┌────────

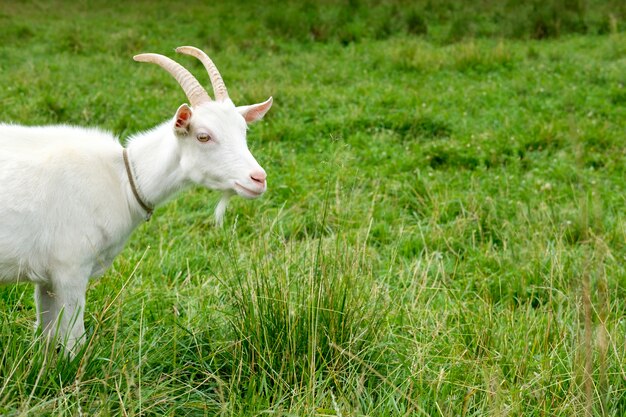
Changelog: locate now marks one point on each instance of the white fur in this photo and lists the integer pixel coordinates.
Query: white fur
(67, 208)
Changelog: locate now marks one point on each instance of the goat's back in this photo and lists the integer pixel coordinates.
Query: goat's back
(62, 198)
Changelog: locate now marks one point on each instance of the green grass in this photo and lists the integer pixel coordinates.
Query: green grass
(444, 231)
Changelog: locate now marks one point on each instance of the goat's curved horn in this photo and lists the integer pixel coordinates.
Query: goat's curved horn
(192, 88)
(219, 88)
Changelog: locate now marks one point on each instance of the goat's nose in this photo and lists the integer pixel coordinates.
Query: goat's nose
(258, 177)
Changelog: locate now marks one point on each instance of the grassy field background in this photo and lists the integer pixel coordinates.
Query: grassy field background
(443, 234)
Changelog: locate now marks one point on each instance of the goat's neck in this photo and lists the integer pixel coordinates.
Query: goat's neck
(155, 163)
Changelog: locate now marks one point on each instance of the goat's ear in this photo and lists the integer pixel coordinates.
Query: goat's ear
(183, 119)
(255, 112)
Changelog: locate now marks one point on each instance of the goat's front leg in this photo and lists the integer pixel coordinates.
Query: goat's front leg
(60, 308)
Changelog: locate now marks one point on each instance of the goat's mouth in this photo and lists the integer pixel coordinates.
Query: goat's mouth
(248, 192)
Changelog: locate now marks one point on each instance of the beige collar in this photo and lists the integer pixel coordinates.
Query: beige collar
(147, 207)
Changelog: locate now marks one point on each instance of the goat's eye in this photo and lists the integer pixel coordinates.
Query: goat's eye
(203, 137)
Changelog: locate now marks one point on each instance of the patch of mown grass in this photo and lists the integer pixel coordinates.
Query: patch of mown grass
(438, 202)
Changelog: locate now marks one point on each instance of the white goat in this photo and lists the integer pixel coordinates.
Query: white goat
(70, 197)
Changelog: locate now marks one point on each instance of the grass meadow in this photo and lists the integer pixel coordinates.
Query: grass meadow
(444, 232)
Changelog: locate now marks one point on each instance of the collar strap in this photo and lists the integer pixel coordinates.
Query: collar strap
(147, 207)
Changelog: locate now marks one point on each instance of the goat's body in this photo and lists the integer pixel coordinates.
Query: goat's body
(64, 202)
(70, 197)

└────────

EXERCISE INSTRUCTIONS -> Your task is to set down the records shown above exactly, minus any pictures.

RESPONSE TO THIS EXERCISE ->
Changelog: locate now marks one point on each instance of the white fur in this photo and lists the integer pixel coordinates.
Query: white fur
(67, 208)
Changelog: locate now marks one point on each instance of the goat's back in this photo and lists the integer pixel coordinates.
Query: goat's back
(62, 198)
Changelog: locate now marks one point on each instance of the green grass in this photo and lists the integer pixel coordinates.
Query: green grass
(444, 231)
Changelog: locate now marks one point on each instance of the goat's curved horn in this photo and lists the integer pixel coordinates.
Query: goat's curved horn
(192, 88)
(219, 88)
Changelog: locate now marks one point on each instance of the goat's nose in this photo and lists the integer pixel coordinates.
Query: goat's nose
(258, 177)
Changelog: locate now marks one point on each instance of the grassy field background in this photo and lists the integer pixel coordinates.
Query: grassy field background
(443, 234)
Changelog: locate now marks one point on each instance of the goat's neck in this photo and lists the integer pixel coordinates.
Query: goat's neck
(155, 163)
Changelog: locate now marks one point on each instance of the goat's ear in this photo and lists the integer pixel coordinates.
Query: goat's ear
(183, 119)
(255, 112)
Changelog: locate now marks one point on each instance of the goat's front leg in this photo and lists the integer pixel coordinates.
Query: goat's front leg
(60, 308)
Changelog: locate now marks one point on each instance of the goat's mouth in this photo and lists the integer pixel coordinates.
Query: goat's mouth
(248, 192)
Changelog: locate now marks one point on each instance of the beige collar in this photo and lists the integer pixel coordinates.
Query: beige collar
(147, 207)
Changelog: locate now marks one point on each instance of the goat's eye in this photo and lists the integer pixel coordinates.
Query: goat's eye
(203, 137)
Changelog: locate now marks one point on each instance of the patch of mown grass in this photo and lists the integer pixel coordinates.
Query: patch of mown grass
(438, 202)
Changelog: locate now marks one point on each instance of the white goat in this photo and lists the integer pixel coordinates.
Query: white goat
(70, 197)
Changelog: locate now marks one point on each instance of the grass meadow in this photo and lists the integer pixel coordinates.
Query: grass meadow
(444, 232)
Changelog: locate now marks one point on each instance of the collar strap in this photo and lists the integer pixel coordinates.
Query: collar strap
(147, 207)
Changelog: locate now marks one point on each instance of the goat's body in this photo and lists the integer pixel coordinates.
Query: goat's body
(64, 202)
(70, 197)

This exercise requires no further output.